+++ Extract provided +++

[30.] Petalled and looped clear glass on standard six petals-period 1850. This must not be confused with the heavy late salts in this pattern.
31. Chicken salts period 1860. A tiny glass chicken with ball in beak, the back hollowed out to form the salt, receptacle white glass.
Not shown.
A—Vaselene yellow.
B—Blue.
C—Clear white.
VICTORIAN ANIMALS
For the West Mustard Company about 1870 the Sandwich works made a number of designs consisting of chickens and other animals on nests of semi opaque white glass. Many of these had glass eyes and the less common ones found to-day are in colors, a remarkable blue predominating. These were filled with their products, labeled with a red and orange label and sold to the public destined later to become useful receptacles. Many collectors of these objects confuse the marbled glass which comes in mauve and white and ocre and white in many designs similar to the above with the Sandwich of this late period. This marbled glass in Whieldon effects was made at Phoenixville, Pa., and may be put in the same class as the advertising of the West Mustard Co. During this last period of the Sandwich Glass Works their products became cheapened to meet the demand of commercial advertising and an endless number of cheap glass premiums were sent out to all parts of the country in the era just preceding the soap wrapper and the patent medicine man.
An interesting bit of information in regard to the opalescent edges often found on pieces of Victorian glass is that this opalescence was produced by re-heating the edges to a dull red heat after it was molded.

+++ Records shown +++

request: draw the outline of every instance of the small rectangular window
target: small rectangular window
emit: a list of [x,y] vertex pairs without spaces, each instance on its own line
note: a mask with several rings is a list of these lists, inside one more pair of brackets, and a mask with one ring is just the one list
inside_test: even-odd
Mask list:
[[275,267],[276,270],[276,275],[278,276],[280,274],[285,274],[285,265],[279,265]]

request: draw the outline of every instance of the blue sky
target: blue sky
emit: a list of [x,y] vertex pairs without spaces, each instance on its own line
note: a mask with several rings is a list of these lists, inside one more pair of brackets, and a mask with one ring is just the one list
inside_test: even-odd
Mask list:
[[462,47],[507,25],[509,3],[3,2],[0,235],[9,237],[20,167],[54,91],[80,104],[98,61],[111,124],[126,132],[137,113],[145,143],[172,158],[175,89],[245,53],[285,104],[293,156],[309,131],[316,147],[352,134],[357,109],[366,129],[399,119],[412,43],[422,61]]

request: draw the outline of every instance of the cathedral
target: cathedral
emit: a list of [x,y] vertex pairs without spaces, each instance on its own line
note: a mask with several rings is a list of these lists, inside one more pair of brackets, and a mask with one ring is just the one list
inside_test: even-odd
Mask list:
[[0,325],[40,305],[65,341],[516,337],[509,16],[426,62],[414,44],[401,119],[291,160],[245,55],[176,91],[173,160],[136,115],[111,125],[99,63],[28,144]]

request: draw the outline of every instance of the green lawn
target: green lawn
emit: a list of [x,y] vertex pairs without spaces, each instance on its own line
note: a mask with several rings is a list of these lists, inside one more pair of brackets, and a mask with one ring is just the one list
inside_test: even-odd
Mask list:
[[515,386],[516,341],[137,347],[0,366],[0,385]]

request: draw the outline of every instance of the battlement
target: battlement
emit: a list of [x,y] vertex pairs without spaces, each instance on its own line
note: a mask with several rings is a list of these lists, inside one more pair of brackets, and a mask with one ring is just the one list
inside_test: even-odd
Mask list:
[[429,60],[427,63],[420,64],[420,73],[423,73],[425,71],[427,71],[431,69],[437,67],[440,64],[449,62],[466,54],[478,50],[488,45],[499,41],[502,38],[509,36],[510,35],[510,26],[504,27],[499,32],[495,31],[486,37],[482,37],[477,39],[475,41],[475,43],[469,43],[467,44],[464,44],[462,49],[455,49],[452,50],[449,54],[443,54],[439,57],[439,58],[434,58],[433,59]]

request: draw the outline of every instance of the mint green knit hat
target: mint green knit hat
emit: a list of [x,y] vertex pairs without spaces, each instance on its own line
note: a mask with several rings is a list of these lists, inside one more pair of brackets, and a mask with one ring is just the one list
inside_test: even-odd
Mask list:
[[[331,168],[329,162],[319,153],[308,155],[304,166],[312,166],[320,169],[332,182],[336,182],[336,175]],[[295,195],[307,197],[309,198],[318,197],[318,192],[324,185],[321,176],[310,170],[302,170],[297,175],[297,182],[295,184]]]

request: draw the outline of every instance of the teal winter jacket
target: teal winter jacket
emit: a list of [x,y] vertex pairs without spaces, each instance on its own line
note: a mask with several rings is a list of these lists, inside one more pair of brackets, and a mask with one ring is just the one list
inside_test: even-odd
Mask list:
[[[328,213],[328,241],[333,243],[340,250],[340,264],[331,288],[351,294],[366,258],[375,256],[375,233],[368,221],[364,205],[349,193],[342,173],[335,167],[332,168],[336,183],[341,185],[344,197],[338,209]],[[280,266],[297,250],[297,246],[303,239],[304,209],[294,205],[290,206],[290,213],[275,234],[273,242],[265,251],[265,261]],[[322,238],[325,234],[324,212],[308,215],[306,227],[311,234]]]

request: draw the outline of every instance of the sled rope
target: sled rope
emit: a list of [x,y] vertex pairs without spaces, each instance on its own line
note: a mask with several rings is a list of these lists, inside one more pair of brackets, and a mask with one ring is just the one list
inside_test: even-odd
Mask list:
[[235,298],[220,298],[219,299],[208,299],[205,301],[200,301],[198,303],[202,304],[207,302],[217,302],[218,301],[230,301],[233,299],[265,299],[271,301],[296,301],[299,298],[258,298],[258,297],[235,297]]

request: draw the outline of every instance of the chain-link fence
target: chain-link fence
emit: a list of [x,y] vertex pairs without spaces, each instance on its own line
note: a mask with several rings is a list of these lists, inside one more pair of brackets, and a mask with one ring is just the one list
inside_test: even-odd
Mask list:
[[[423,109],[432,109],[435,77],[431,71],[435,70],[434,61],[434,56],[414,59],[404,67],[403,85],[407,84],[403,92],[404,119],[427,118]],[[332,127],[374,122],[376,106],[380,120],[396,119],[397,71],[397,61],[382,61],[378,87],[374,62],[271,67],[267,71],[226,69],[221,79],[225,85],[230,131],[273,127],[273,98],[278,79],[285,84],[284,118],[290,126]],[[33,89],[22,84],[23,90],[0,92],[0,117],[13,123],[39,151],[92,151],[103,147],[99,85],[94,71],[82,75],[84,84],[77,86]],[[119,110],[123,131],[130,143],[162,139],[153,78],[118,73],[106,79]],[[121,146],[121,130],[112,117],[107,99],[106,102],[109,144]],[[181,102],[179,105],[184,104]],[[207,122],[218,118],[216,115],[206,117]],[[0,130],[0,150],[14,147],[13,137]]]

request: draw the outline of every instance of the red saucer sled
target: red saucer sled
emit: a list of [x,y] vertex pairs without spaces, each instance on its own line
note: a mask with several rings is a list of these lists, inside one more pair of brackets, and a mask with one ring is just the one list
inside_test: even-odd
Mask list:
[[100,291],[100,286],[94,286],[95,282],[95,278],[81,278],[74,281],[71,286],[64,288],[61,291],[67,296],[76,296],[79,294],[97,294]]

+++

Return the stretch of the Sandwich glass passage above from "An interesting bit" through "it was molded.", copied word for word.

An interesting bit of information in regard to the opalescent edges often found on pieces of Victorian glass is that this opalescence was produced by re-heating the edges to a dull red heat after it was molded.